━━ INPUT FOR THIS TASK ━━

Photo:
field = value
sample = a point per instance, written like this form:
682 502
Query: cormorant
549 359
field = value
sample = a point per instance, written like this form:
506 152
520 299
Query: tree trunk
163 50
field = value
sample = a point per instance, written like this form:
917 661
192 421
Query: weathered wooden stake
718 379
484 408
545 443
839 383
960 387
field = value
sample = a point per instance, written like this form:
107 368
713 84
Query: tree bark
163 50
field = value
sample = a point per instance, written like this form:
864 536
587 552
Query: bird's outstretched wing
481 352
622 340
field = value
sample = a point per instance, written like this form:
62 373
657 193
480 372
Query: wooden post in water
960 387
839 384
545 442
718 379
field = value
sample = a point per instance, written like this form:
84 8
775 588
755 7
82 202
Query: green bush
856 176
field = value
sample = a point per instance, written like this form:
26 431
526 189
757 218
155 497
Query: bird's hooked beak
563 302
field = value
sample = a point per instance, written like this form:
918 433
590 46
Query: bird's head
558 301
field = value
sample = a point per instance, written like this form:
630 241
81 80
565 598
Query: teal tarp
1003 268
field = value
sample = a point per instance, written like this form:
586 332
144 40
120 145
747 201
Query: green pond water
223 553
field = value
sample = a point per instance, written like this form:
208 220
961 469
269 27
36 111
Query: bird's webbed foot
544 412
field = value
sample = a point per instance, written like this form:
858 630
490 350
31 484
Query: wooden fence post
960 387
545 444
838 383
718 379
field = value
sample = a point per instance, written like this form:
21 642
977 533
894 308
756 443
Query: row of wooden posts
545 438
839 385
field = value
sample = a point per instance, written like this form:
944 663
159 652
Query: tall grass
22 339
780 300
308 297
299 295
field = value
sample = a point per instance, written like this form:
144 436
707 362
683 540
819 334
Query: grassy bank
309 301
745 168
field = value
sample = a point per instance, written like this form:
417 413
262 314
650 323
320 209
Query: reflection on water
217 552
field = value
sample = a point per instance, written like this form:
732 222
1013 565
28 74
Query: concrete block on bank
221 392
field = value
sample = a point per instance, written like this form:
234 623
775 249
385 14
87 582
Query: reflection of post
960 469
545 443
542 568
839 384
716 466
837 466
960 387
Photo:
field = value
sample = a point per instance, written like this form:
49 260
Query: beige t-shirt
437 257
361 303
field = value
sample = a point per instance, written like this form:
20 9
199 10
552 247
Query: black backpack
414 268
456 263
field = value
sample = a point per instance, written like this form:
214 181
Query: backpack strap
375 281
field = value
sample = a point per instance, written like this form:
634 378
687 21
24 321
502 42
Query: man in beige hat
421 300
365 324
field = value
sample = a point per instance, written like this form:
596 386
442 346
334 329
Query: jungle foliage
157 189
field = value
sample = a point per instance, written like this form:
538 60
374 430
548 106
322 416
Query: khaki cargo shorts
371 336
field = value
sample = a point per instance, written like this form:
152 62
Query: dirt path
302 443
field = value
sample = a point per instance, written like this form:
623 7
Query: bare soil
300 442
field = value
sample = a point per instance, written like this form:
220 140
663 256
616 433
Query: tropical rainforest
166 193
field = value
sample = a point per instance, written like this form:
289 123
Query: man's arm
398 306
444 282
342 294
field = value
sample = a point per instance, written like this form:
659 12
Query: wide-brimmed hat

━━━

Print the material once more, exactly.

ANSWER IN FULL ▸
Photo:
field = value
sample = a point per instance, written like this form:
682 502
Query: cormorant
549 359
field = value
sample = a point per instance, written like this form:
506 152
520 299
Query: tree trunk
163 50
field = value
sample = a point per instance, written like this form:
917 661
192 421
Query: weathered wooden stake
718 379
484 408
545 443
839 383
960 387
field = value
sample = a point per instance, written like this form:
107 368
713 84
Query: tree bark
163 50
field = value
sample = a point per instance, written like this form:
864 536
587 552
Query: bird's outstretched wing
481 352
622 340
field = value
sample = a point per instance, written like this form:
62 373
657 193
480 372
Query: wooden post in water
960 387
839 384
545 442
718 379
field = value
sample = a point per instance, written like this form:
84 8
775 588
755 7
82 202
Query: green bush
856 176
field = value
sample = a point per instance, written like this form:
26 431
526 189
757 218
155 497
Query: bird's hooked beak
563 302
field = value
sample = a point per instance, written like this form:
918 433
590 46
Query: bird's head
558 301
field = value
sample = a point per instance, written like this form:
630 241
81 80
565 598
Query: teal tarp
1003 268
field = value
sample = a point per instance, written like this form:
586 332
144 40
120 145
747 201
Query: green pond water
223 553
field = value
sample = a point per instance, written like this form:
208 220
961 469
269 27
36 111
Query: bird's webbed foot
544 412
field = value
sample = a point per instance, written like this form:
858 630
490 350
31 484
Query: wooden fence post
960 387
545 444
838 383
718 379
field = value
sample = a point per instance, written like this form:
21 642
977 533
894 308
756 443
Query: row of wooden posts
545 438
839 385
field = value
sample = a point per instance, written like this form:
944 663
159 652
Query: tall grass
22 339
780 300
308 297
299 295
field = value
sample = a point per instance, written like this form:
144 436
707 362
683 540
819 334
Query: grassy bank
309 301
745 168
field = value
sample = a point per instance, written like this form:
417 413
262 314
650 323
320 209
Query: reflection on water
217 552
field = value
sample = a point per instance, written like this form:
732 222
1013 565
28 74
Query: concrete block on bank
221 392
field = value
sample = a point per instance, written like this form:
234 623
775 249
385 14
87 582
Query: reflection of post
960 469
545 443
542 568
839 384
716 466
837 466
960 387
Photo:
field = value
sample = a point per instance, written like this form:
49 260
Query: beige t-shirt
437 257
361 303
field = value
sample = a point per instance, written like this form:
20 9
199 10
552 247
Query: black backpack
414 268
456 263
field = value
sample = a point per instance, written like this form:
214 181
Query: backpack strap
375 281
field = value
sample = a point per instance, written like this form:
634 378
687 21
24 321
502 42
Query: man in beige hat
421 300
365 324
field = value
sample = a point per instance, written like this form:
596 386
442 346
334 329
Query: jungle foliage
157 189
field = value
sample = a point per instance, written like this form:
538 60
374 430
548 106
322 416
Query: khaki cargo shorts
371 336
field = value
sample = a point per instance, written like this form:
152 62
Query: dirt path
302 443
field = value
sample = a point per instance, written like this form:
623 7
Query: bare soil
300 442
field = value
sample = a point per instance, written like this form:
220 140
663 256
616 433
Query: tropical rainforest
166 193
field = value
sample = a point per instance, written like this form:
289 123
Query: man's arm
398 306
444 282
342 294
field = value
sample = a point per instance, written like this form:
659 12
Query: wide-brimmed hat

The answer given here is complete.